__Jobs__
A. Answer these about the discussion of ratcheting retirement withdrawals, one answer a line:
(i) When the ratchet rules are applied to the 5% historical failures, what do those runs never get to do?
(ii) With full ratcheting, all runs converge to which run?
(iii) If one year is left, what should the WR be?
B. Write the next part of the discussion of ratcheting retirement withdrawals, starting after its last sentence.

__Text to read__
It is the same, but at the same time it is not. Both cases may survive a 30-year retirement (the same part), but one likely with a lot of surplus, the other barely scraping by at the end (the different part).

Somewhere in between is best. So, one can ratchet up but not all the way, because that increases the chance he will be sweating bullets in his old age, or if he happens to live longer than originally thought.
 
...
"Hmmm. Would you like to play a little poker before you set sail?";)

...

Where your analogy falls apart is that ALL those sailing runs are already in the data set that was tested.If you apply those rules to the 5% historical failures, you'll find that they never get to ratchet up anyhow, they never showed an excess - it's irrelevant to those scenarios.

What it does historically, is to pull the excess from some successful runs, and the final distribution becomes tighter.

Unquestionably, in real life with an uncertain future, increasing your withdrawals at any time (by any method) will decrease your chances of success if everything goes very bad in the future (worse than the worst of the past). No different than any other approach. No free lunch.

But I also consider that a ratchet approach starting with a relatively safer initial WR% will likely be safer than a fixed, but higher initial WR%. The ratchet method allows for increases if things go well, the fixed amount might hurt you beyond repair in the early years.

-ERD50
 
This is how ratcheting will push you into a failing sequence for any withdrawal rate that is historically less than 100% success.

I think this is a good explanation and how I see the impact of ratcheting. Basically we're all going to experience a few more big nasty bear markets in our lifetime, and ratcheting guarantees we'll reset to a 4% WR right before that.

I don't think that it's necessarily a bad approach though, because as noted, you can reduce spending. And of course, every new year is one less year that you need to pay for.
 
Where your analogy falls apart is that ALL those sailing runs are already in the data set that was tested.If you apply those rules to the 5% historical failures, you'll find that they never get to ratchet up anyhow, they never showed an excess - it's irrelevant to those scenarios.

What it does historically, is to pull the excess from some successful runs, and the final distribution becomes tighter...

Yes. I have said the same. With full ratcheting, all runs will converge to the worst run. The one where one is exactly broke at 30 years. That leaves no margin left for extra longevity, or market getting worse than the worst of the past years.

Again, ratchet is OK, but don't make it so tight that it leaves you no wriggling room later on.


PS. I assume that one does "ratcheting" he accounts for the shorter remaining period. The increase in WR due to fewer years left is quite legitimate, eg. if you have one year left, WR should be 100% and no FIRECalc is needed. I was just talking about the increase of WR in dollar amounts due to portfolio outperformance in bull years.

__Given data__
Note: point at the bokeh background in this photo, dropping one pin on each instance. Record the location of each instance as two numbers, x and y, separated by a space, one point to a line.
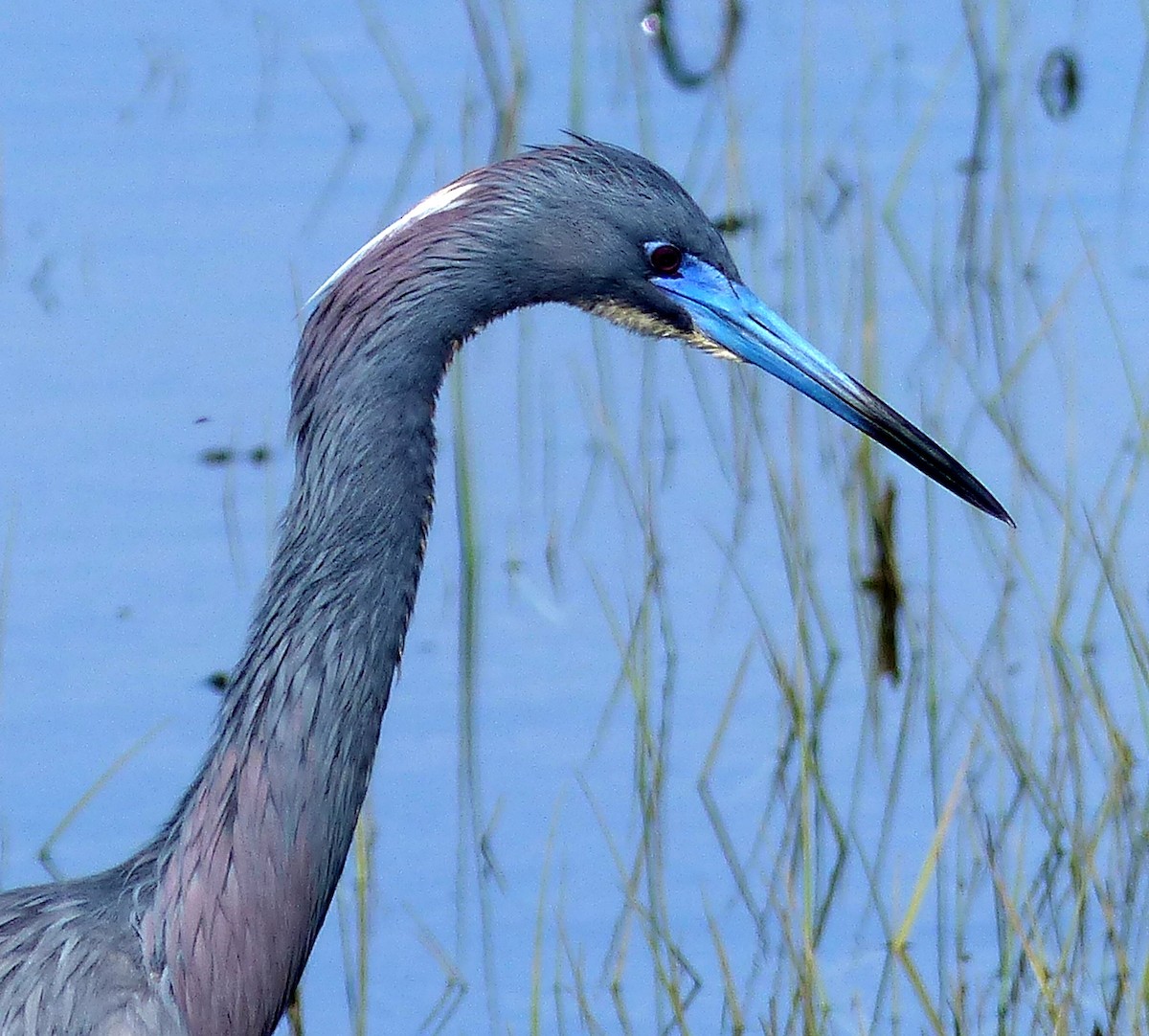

__Task answers__
A.
(i) They never get to ratchet up.
(ii) The worst run, the one where one is exactly broke at 30 years.
(iii) 100%.

B.
 
Last edited:
Ratcheting up sounds like a great approach - after all if you re-run firecalc with current numbers and your desired increase in WR is still within acceptable probability of portfolio failure (say <= 5%) then why not enjoy the extra spend?

Ratcheting handles those firecalc curves that show you dying with way more money than your wife or kids deserve! ....

You got it!

Easiest to explain starting with a 100% historically successful WR, I think ~ 3.2% with other things at default on FIRECalc. All those runs succeed. Jumping in 'a few years before, or after', is just the same as starting the run that began that year - and it succeeded, just like all the other ones!

Yep, it just pulls excess from the very succesful runs, and never pulls from the ones on the edge of failure. If those edge-of-failure runs could succeed with more pulled from them, then FIRECalc would have provided a higher SWR under the 'investigate spending for 100% success' scenario! But they didn't, so you can't, and the ratchet method won't either, cause it's working with the same data set.



As a rule of thumb - it might be good to run firecalc every year to make sure your initial plan at retirement is still valid. After all, things can change. Assumptions about pensions and social security are just that - assumptions. Occasionally Re-running firecalc on your current stash to make sure your withdrawal rate is still in that <= 5% failure probability range would make a lot of sense.

Imagine some unexpected event that depletes your portfolio more than expected. Say somebody breaks their neck on your property and you have an uncovered judgment of $500k against you that you have to pay. It would be wise to re-run firecalc to find out what a reasonable withdrawal rate would be based on your newly reduced stash.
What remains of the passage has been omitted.